**Instrução escrita**
Pode devolver, sem nenhuma alteração, a passagem do texto sobre o evangelho da prosperidade que vai de "Mais propensos a" a "não tinham certeza."?

**Trecho do documento**
O perigo de reduzir Deus a um mero distribuidor de bens, como se fosse um cartão de crédito ilimitado

Deus nos ama. Além do mais, ele quer nos preencher de bens. A Bíblia ensina, e Jesus disse no Evangelho: “Eu lhes garanto: O que vocês pedirem a meu Pai em meu nome, ele vai lhes dar” (Jo 16,23). O problema é que em algumas denominações ou igrejas americanas (e não só), essa generosidade divina assumiu uma característica particular material e não escatológica, o que reduz Deus a um mero distribuidor de bens, como se fosse um cartão de crédito ilimitado.

“Um grupo significativo de igrejas parece ensinar que fazer doações desencadearia uma resposta financeira da parte de Deus”, diz o diretor executivo da  LifeWay Research, em Nashville, Tennessee, Scott McConnell, por ocasião da publicação dos resultados de uma pesquisa sobre o “Evangelho da prosperidade”, realizada de 22 a 30 de agosto de 2017 entre 1.010 americanos adultos que frequentam pelo menos uma vez por mês uma igreja protestante ou cristã.

Embora “vários líderes religiosos tenham condenado a doutrina do evangelho da prosperidade”, “muitas pessoas entre os fiéis abraçam essa ideia”, explica McConnell.

Deus abençoa os que doam para a igreja

38%, isto é, um em cada três fiéis, responderam estar de acordo com a afirmação da pesquisa de que “a igreja deles ensina que Deus os abençoará se eles derem mais dinheiro para sua igreja e para suas obras de caridade”. A este respeito, 22% disseram estar “bastante” de acordo, 16% disseram estar “fortemente” de acordo.

Mais propensos a concordar com a frase (53%) são pentecostais, ou aqueles que frequentam as Assembleias de Deus (movimento evangélico).

Embora quatro em cada dez participantes da pesquisa (40%) afirmaram estar “fortemente” em desacordo com o conteúdo da declaração e 17% disseram estar “bastante” em desacordo, apenas 5% disseram que não tinham certeza.

**Registros extraídos**
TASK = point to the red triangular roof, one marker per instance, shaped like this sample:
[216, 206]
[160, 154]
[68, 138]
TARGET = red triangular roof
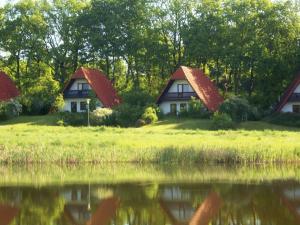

**A resposta**
Mais propensos a concordar com a frase (53%) são pentecostais, ou aqueles que frequentam as Assembleias de Deus (movimento evangélico).

Embora quatro em cada dez participantes da pesquisa (40%) afirmaram estar “fortemente” em desacordo com o conteúdo da declaração e 17% disseram estar “bastante” em desacordo, apenas 5% disseram que não tinham certeza.